TEXTE FOURNI ->

|---|

Beijing, 1964. René Gallimard (Jeremy Irons), français, débarque pour travailler comme comptable à l’ambassade. Lui comme sa femme (Barbara Sukowa) ont un peu de mal à se fondre dans ce nouveau décor et à comprendre la culture chinoise qu’ils prennent un peu de haut. Un soir, René assiste dans le cadre des mondanités de son travail à une représentation de Madame Butterfly de Puccini. Il est bouleversé par l’histoire et par l’actrice qui incarne le rôle principal, Song (John Lone). A la fin de la représentation, il ose l’aborder pour lui faire part de son admiration. L’actrice ne manque pas de répondant et lui cloue le bec en lui montrant à quel point cette histoire est vraiment la pure création clichée d’un occidental à moitié misogyne.

Les jours passent et Gallimard reste obsédé par cette histoire et par Song. Elle lui avait parlé des véritables spectacles chinois et il part en pleine exploration d’un théâtre traditionnel et tombe comme par hasard sur une représentation avec elle sur scène. Les semaines et mois qui suivent, il va entamer une liaison avec cette femme orientale qu’il fantasme complètement et aveuglément. En effet, cet européen qui se veut dominant sera tellement porté par son fantasme d’une occidentale soumise qu’il ne verra pas la plus grande des évidences : Song n’est pas une femme mais un homme qui se travestit pour ses représentations comme c’est souvent le cas à Pékin. Il ne voit pas non plus venir que cette personne qui fait basculer tout son quotidien est en réalité un espion qui va utiliser ses charmes pour lui soutirer des informations…

m. butterfly cronenberg  m. butterfly cronenberg

Si on ne retrouve pas ici les effets délirants et provocateurs qui ont fait de lui un cinéaste culte, avec M. Butterfly David Cronenberg livre tout de même un long-métrage imparable, cruel, obsédant et fou. Le face à face entre Jeremy Irons et John Lone est fascinant et ce qui se passe à l’écran est vraiment troublant.

Contrairement au personnage de Rémi Gallimard, le spectateur devine assez rapidement (soit parce qu’il connait les traditions soit parce que les indices abondent – Song ne veut jamais se déshabiller et ne fait l’amour que par derrière) que l’objet de tous les fantasmes et obsessions de cet homme n’est pas une femme mais un homme. Tombé amoureux du personnage tragique et sacrificiel de Madame Butterfly, le français veut absolument vivre une romance de ce genre, être dépaysé, être cet homme occidental qui subjugue une « petite orientale ».

|---|

OBJECTIF 1 ->
Selon la critique de M. Butterfly, pourquoi le spectateur devine-t-il assez vite que Song est un homme ? Répondez en une à trois phrases.
La critique et le listing proviennent de sources différentes.

DONNÉES FOURNIES ->
|---|

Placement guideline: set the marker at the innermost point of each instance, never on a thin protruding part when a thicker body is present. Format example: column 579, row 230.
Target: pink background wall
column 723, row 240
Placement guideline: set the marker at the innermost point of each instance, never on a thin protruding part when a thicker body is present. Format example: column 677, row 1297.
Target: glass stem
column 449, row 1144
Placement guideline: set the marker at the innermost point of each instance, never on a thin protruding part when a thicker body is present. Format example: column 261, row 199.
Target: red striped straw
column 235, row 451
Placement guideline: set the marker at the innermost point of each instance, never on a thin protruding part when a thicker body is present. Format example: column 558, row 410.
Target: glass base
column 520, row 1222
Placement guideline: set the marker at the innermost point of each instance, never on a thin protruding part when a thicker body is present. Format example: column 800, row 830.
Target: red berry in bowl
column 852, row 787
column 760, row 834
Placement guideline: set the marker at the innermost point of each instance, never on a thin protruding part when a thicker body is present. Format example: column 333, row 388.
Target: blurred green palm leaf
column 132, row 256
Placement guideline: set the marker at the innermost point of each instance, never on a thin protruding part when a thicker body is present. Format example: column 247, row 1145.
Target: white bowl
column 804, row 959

|---|

OBJECTIF 2 ->
Recopiez à l'identique, dans le listing, le passage allant de la ligne contenant « 558, row 410. » jusqu'à celle contenant « column 520, row 1222 », ces deux lignes comprises.

RÉPONSE FINALE 1 ->
Le spectateur le devine soit parce qu'il connaît les traditions, soit parce que les indices abondent : Song ne veut jamais se déshabiller et ne fait l'amour que par derrière.

RÉPONSE FINALE 2 ->
Placement guideline: set the marker at the innermost point of each instance, never on a thin protruding part when a thicker body is present. Format example: column 558, row 410.
Target: glass base
column 520, row 1222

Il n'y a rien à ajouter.